● **TASK BRIEF**: What is needed is an exact retyping of the records below, from the first line through the line that contains "Zoom in on the black bracelet on wrist here.".

Saved entries
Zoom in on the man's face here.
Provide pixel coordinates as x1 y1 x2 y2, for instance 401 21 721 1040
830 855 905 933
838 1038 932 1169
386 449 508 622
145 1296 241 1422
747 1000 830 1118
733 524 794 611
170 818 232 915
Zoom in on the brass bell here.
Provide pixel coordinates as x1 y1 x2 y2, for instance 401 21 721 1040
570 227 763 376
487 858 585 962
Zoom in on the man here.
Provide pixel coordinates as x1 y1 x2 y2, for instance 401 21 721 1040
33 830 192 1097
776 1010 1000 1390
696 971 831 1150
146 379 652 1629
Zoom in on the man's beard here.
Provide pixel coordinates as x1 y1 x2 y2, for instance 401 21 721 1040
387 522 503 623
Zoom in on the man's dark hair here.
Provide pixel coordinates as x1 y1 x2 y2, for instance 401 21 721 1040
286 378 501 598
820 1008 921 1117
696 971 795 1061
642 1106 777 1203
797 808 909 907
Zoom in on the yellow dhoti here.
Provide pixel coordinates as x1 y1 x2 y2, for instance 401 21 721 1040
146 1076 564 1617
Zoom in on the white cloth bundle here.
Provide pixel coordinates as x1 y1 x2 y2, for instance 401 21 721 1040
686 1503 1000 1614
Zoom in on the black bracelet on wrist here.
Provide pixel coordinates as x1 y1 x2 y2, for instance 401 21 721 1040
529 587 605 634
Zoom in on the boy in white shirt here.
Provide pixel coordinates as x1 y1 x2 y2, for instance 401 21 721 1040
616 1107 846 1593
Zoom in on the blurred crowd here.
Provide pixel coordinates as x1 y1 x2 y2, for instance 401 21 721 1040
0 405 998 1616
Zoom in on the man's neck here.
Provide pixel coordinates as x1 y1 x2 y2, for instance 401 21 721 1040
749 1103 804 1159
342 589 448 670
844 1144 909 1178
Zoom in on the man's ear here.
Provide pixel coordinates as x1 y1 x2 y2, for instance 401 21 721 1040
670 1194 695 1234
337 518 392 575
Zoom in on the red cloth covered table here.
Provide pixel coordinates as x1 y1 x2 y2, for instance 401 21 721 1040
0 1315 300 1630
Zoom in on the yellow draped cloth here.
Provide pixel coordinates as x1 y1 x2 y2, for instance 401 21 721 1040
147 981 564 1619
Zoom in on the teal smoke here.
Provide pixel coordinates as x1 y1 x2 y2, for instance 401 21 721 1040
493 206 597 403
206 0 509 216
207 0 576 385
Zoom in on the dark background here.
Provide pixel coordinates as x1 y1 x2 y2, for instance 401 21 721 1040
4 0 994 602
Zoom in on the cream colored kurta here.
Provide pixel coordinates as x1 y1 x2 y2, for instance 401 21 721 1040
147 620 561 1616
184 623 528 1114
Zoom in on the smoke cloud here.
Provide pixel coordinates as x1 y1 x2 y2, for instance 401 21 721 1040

● **RESPONSE AREA**:
Zoom in on the man's face here.
Provide pixel coordinates as x1 y1 x2 y2, for instance 401 21 721 1040
830 855 905 933
838 1038 932 1169
386 449 508 622
145 1296 241 1422
747 1000 830 1118
733 524 794 611
170 818 232 915
Zoom in on the brass bell here.
Provide pixel coordinates as x1 y1 x2 y2, for instance 401 21 721 1040
570 227 763 376
487 858 585 962
Zoom in on the man here.
Provide pixel coordinates as x1 y1 x2 y2, for instance 401 21 721 1040
33 830 192 1097
776 1010 1000 1390
696 971 831 1150
146 379 652 1629
Zoom in on the man's beard here.
Provide pixel coordinates as x1 y1 x2 y2, for instance 401 21 721 1040
387 522 503 623
Zoom in on the man's dark hair here.
Provide pixel coordinates as x1 y1 x2 y2, for instance 401 21 721 1040
286 378 501 598
820 1008 921 1117
696 971 795 1061
642 1106 777 1203
797 808 909 907
Zoom in on the yellow dhoti here.
Provide pixel coordinates as x1 y1 x2 y2, for instance 401 21 721 1040
146 1076 564 1617
Zoom in on the white cloth bundle here.
Provide pixel coordinates as x1 y1 x2 y2, for instance 401 21 721 1040
686 1503 1000 1614
Zoom in on the black bracelet on wrist here.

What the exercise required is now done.